Work request 1 — Update the passage on training data size between "A 1080ti would" and "are not them.)", inclusive, putting "audio clips" in place of "MIDI files".
Work request 2 — Mark each statement yes or no according to the passage on training data size, and quote the words that decide it. (a) A few hundred MIDI files would be an ample sample size. (b) Retraining the anime face StyleGAN on a specific character calls for at least a few hundred faces. (c) StyleGAN and GPT-2 are architectures designed for the low n regime.

Selected passage —
A 1080ti would probably require something like several days or a week. It
depends on how big the model is... Probably not a big deal. However, a few
hundred MIDI files would be pushing it in terms of sample size. If you look at
experiments like my GPT-2-small finetuning to make it generate poetry instead
of random English text (
[https://www.gwern.net/GPT-2](https://www.gwern.net/GPT-2) ), it really works
best if you are into at least the megabyte range of text. Similarly with
StyleGAN, if you want to retrain my anime face StyleGAN on a specific
character ( [https://www.gwern.net/Faces#transfer-
learning](https://www.gwern.net/Faces#transfer-learning) ), you want at least
a few hundred faces. Below that, you're going to need architectures designed
specifically for transfer learning/few-shot learning, which are designed to
work in the low _n_ regime. (They exist, but StyleGAN and GPT-2 are not them.)

Data records —

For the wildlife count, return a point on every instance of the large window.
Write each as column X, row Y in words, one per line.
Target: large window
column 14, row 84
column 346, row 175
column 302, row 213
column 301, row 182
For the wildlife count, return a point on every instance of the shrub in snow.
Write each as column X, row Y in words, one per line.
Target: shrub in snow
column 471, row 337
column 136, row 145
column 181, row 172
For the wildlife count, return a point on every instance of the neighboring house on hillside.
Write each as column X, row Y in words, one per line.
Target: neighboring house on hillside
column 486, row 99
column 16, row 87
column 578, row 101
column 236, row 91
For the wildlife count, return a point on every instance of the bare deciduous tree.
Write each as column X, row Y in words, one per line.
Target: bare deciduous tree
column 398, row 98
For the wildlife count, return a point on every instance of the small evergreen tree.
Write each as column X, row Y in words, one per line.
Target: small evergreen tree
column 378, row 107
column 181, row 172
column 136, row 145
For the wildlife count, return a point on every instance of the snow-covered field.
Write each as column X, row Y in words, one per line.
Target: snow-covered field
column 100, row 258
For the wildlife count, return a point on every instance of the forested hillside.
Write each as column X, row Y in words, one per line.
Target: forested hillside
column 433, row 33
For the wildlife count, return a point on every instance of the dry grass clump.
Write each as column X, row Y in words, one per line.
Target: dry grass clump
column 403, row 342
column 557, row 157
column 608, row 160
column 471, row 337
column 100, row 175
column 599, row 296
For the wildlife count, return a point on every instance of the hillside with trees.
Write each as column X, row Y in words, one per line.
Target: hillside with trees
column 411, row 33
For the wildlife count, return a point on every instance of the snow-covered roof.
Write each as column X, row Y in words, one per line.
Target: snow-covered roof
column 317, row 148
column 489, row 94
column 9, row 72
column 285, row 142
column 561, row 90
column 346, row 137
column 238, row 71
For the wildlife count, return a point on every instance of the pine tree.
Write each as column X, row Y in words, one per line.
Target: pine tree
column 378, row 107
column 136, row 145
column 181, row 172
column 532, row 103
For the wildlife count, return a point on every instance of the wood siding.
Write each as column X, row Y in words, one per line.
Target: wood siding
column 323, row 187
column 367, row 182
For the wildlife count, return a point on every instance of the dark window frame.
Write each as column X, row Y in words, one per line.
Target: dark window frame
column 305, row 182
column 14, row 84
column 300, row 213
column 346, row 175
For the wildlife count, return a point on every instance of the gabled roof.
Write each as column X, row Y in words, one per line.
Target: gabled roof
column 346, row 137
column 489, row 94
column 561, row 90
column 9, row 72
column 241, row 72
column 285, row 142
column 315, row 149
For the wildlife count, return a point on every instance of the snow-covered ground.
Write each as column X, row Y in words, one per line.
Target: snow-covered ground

Exercise response 1 —
A 1080ti would probably require something like several days or a week. It
depends on how big the model is... Probably not a big deal. However, a few
hundred audio clips would be pushing it in terms of sample size. If you look at
experiments like my GPT-2-small finetuning to make it generate poetry instead
of random English text (
[https://www.gwern.net/GPT-2](https://www.gwern.net/GPT-2) ), it really works
best if you are into at least the megabyte range of text. Similarly with
StyleGAN, if you want to retrain my anime face StyleGAN on a specific
character ( [https://www.gwern.net/Faces#transfer-
learning](https://www.gwern.net/Faces#transfer-learning) ), you want at least
a few hundred faces. Below that, you're going to need architectures designed
specifically for transfer learning/few-shot learning, which are designed to
work in the low _n_ regime. (They exist, but StyleGAN and GPT-2 are not them.)

Exercise response 2 —
(a) No: "a few hundred MIDI files would be pushing it in terms of sample size"
(b) Yes: "you want at least a few hundred faces"
(c) No: "They exist, but StyleGAN and GPT-2 are not them."